#### GOAL OF THE EXERCISE
In the records below, the line containing "Practice step: find the truck cab" marks the start. Copy that line and everything after it exactly, through the last line.

#### RECORDS PROVIDED

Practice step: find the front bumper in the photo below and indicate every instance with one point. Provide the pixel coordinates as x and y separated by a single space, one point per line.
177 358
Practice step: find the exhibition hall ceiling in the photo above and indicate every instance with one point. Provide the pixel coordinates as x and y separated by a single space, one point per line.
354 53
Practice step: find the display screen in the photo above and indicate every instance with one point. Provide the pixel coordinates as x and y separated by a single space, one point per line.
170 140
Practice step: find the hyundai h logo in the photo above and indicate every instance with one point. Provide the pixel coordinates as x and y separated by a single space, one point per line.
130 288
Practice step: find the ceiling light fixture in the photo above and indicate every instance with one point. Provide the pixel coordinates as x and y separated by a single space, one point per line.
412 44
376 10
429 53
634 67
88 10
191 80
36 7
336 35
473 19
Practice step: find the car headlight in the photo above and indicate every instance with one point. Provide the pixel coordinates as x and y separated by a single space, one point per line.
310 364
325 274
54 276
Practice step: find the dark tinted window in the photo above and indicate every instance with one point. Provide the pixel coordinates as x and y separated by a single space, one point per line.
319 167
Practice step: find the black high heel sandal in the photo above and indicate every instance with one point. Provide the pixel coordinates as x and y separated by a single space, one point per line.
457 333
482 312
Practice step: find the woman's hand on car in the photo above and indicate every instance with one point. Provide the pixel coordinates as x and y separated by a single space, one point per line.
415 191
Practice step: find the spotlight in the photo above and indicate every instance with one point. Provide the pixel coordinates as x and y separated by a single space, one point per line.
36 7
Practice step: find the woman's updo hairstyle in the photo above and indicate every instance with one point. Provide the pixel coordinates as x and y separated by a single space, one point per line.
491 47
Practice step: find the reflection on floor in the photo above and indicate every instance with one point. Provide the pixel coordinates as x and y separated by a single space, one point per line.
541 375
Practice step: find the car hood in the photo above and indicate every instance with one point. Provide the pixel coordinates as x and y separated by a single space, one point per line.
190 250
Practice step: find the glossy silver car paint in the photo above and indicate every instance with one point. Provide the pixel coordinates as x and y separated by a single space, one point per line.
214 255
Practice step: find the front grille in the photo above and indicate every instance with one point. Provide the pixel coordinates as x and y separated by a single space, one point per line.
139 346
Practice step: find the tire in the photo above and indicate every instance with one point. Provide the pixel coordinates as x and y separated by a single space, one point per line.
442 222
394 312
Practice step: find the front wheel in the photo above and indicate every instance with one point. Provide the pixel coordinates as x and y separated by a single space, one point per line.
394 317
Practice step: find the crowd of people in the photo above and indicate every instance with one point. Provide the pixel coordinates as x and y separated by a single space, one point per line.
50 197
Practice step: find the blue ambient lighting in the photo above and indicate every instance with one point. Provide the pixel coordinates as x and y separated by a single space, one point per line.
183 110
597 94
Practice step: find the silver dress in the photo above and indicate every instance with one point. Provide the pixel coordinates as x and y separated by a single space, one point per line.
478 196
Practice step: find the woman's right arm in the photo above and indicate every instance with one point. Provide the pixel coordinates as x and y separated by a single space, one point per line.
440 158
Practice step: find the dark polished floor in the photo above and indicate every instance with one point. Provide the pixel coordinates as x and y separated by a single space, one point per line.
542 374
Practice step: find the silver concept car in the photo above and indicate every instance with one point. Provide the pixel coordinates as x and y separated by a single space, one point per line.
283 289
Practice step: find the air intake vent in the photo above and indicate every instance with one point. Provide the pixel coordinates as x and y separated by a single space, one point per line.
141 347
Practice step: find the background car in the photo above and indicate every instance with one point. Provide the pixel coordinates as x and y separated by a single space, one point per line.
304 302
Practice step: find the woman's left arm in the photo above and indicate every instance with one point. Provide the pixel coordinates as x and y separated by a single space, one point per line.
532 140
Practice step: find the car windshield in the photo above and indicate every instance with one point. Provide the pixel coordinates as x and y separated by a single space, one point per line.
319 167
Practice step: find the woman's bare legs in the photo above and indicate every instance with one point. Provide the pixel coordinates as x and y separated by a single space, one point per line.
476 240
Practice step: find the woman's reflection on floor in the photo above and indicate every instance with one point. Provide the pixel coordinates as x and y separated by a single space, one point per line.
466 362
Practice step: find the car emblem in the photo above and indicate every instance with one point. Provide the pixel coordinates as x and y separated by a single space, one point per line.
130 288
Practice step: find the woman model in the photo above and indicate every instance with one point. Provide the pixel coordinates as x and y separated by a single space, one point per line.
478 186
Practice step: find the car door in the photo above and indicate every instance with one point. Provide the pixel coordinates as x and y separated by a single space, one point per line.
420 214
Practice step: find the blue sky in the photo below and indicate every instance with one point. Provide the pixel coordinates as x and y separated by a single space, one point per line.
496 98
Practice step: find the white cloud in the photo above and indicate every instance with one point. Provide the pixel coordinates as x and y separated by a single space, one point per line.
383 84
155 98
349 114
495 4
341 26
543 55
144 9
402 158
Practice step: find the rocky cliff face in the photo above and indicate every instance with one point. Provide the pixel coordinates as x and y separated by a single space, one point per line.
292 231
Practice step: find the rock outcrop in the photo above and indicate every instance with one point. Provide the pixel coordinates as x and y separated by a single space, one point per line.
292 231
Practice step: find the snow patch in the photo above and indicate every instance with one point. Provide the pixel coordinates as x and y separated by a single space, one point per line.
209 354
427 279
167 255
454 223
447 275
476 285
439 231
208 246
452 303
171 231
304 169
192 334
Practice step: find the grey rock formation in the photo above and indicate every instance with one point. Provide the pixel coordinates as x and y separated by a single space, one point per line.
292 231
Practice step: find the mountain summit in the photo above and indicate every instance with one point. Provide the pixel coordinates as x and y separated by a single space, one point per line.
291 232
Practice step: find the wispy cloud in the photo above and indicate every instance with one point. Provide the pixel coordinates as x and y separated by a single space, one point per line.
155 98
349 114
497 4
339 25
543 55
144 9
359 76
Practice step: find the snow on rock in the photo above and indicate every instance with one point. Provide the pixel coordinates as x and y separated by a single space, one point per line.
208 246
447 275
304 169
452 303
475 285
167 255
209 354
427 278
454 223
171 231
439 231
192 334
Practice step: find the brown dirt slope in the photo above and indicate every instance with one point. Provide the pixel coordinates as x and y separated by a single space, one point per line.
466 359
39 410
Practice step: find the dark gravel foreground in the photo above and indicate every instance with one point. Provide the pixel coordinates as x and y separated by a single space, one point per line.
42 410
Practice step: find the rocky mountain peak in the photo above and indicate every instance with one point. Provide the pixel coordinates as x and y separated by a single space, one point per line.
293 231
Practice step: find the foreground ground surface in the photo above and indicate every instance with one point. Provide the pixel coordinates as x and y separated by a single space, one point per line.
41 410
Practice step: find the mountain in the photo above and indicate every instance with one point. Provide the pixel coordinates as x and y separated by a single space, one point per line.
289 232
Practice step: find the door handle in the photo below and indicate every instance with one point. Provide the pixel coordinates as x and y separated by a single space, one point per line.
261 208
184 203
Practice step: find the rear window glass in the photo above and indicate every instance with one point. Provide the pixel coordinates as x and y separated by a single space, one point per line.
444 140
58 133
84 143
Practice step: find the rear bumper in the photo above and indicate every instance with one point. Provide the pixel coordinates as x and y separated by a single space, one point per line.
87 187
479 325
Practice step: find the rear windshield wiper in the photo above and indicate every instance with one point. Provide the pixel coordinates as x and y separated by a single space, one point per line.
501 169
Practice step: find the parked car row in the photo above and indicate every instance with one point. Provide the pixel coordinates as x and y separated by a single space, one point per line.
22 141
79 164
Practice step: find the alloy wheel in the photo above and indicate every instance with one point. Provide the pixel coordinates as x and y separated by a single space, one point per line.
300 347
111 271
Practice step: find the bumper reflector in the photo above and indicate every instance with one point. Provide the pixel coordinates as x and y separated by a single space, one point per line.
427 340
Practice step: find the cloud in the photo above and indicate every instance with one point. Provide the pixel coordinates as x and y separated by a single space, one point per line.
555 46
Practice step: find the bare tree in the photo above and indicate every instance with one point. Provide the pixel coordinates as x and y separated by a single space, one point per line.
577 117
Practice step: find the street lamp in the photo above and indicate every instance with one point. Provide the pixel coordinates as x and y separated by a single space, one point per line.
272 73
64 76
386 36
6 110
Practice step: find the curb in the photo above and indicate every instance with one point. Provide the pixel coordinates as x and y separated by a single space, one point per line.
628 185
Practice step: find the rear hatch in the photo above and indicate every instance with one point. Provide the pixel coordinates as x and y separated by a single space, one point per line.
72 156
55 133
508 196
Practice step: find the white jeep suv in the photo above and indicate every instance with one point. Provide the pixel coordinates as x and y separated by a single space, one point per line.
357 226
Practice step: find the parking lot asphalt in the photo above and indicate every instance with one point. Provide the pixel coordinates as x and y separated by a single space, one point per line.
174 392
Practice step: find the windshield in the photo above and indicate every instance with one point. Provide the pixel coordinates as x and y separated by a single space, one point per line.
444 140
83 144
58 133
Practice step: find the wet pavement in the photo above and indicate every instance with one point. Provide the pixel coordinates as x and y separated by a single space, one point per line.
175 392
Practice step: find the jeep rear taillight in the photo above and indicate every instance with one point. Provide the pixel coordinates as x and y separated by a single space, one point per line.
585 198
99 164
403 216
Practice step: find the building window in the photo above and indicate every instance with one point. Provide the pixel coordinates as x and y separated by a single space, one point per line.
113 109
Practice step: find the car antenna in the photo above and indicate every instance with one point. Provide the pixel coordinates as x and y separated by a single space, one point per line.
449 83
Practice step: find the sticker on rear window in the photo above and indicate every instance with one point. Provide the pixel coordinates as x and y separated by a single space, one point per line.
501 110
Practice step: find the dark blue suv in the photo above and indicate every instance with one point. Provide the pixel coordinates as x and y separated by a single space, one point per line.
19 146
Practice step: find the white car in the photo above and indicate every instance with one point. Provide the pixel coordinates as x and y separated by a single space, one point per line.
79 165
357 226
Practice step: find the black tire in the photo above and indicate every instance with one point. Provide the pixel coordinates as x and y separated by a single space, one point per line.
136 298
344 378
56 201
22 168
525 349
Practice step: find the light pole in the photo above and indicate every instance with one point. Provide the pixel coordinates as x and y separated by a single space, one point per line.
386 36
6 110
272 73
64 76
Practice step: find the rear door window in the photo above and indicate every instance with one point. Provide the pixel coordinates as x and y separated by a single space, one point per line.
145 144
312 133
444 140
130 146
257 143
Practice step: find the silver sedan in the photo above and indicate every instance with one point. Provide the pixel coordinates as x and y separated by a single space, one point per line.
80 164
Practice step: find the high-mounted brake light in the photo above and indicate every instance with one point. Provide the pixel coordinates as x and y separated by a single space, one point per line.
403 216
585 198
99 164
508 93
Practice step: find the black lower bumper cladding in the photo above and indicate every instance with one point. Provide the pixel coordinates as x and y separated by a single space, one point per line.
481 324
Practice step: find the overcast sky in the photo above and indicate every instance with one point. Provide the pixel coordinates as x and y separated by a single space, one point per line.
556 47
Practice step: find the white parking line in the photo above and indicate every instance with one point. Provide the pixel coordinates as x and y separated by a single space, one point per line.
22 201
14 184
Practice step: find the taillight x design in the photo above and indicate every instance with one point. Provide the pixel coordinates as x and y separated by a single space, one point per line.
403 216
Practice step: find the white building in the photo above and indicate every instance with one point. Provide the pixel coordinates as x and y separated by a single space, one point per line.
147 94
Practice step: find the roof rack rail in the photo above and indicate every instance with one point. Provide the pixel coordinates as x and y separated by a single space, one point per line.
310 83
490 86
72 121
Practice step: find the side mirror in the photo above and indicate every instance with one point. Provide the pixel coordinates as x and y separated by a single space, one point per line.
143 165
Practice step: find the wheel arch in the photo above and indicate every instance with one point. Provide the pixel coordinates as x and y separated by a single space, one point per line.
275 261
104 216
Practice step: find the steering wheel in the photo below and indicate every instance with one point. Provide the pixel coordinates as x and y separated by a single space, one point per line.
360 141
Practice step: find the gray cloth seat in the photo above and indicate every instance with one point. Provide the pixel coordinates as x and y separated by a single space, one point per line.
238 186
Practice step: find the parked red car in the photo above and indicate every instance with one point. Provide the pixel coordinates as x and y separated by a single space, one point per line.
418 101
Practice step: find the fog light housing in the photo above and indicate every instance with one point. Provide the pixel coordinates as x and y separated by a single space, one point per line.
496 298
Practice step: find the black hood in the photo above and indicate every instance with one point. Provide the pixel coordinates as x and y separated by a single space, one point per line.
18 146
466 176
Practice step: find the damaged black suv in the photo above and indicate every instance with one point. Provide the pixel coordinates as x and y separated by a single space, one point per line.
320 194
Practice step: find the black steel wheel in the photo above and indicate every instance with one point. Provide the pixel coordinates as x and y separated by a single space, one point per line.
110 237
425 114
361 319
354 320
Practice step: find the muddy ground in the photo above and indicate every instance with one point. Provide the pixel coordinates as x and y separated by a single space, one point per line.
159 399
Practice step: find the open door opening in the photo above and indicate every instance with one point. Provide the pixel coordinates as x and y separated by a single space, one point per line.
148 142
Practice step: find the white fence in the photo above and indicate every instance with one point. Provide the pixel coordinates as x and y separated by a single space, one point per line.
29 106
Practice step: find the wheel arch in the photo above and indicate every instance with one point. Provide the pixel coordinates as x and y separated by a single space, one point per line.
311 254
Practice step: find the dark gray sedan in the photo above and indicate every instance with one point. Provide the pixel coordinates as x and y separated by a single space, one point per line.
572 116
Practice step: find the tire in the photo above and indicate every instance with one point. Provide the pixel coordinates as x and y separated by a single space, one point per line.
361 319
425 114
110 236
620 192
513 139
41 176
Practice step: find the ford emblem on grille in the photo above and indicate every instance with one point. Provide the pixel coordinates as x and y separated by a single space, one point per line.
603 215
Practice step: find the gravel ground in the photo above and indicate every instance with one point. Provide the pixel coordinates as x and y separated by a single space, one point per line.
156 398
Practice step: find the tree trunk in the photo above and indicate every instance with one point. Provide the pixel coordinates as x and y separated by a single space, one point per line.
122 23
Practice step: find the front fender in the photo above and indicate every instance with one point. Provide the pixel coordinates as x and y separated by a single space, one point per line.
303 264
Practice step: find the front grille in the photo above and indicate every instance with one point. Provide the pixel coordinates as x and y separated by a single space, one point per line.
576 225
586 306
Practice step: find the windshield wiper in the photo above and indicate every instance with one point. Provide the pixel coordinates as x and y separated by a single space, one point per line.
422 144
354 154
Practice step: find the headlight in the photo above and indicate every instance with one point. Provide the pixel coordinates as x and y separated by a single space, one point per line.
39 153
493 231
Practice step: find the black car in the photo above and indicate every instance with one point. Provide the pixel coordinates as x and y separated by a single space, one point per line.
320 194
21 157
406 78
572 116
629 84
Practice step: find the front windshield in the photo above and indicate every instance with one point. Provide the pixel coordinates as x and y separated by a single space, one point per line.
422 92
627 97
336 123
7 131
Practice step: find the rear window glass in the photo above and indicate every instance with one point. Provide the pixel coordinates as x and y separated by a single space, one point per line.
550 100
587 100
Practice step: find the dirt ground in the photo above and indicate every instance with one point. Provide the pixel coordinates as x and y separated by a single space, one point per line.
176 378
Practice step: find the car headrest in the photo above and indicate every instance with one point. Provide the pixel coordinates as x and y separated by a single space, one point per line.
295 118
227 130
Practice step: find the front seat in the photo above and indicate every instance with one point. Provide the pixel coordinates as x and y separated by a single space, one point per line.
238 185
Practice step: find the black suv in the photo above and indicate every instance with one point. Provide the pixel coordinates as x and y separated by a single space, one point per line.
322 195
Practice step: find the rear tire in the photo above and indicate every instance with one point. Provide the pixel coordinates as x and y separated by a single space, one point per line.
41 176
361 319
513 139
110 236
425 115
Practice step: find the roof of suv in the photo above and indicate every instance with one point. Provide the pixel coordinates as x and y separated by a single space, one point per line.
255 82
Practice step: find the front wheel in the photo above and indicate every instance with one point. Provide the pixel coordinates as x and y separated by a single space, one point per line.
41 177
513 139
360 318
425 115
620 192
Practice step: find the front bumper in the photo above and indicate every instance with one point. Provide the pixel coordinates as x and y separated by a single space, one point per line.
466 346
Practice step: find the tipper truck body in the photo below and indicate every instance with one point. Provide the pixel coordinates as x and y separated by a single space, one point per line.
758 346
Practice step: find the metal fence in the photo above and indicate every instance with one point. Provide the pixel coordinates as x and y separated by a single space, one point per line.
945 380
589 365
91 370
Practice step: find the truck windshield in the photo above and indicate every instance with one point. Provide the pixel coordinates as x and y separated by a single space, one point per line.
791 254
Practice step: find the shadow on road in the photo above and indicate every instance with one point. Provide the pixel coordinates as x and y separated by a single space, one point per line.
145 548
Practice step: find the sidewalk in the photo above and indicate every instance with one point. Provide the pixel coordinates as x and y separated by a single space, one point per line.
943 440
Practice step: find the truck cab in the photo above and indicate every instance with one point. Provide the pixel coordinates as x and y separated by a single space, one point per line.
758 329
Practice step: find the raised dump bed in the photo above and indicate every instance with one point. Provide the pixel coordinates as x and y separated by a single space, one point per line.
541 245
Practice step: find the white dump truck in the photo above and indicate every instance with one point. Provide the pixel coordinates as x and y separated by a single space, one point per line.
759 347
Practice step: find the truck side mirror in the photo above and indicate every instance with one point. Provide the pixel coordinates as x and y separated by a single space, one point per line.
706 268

#### YOUR RESPONSE
Practice step: find the truck cab in the photo above and indicate every instance with one point. Provide the pixel coordinates as x and y separated by a single space, one point per line.
758 329
Practice step: find the raised dump bed in the photo above and indicate every instance with one point. Provide the pixel coordinates as x and y separated by a single space, one point per line.
541 245
Practice step: find the white dump truck in the photo above and indicate every instance with one point. Provide the pixel coordinates as x and y separated by a single space, one point per line.
759 347
Practice step: find the truck side mirror in the photo above and indicate every instance with one point. Provide the pixel coordinates as x and y separated by a single space, one point per line.
706 268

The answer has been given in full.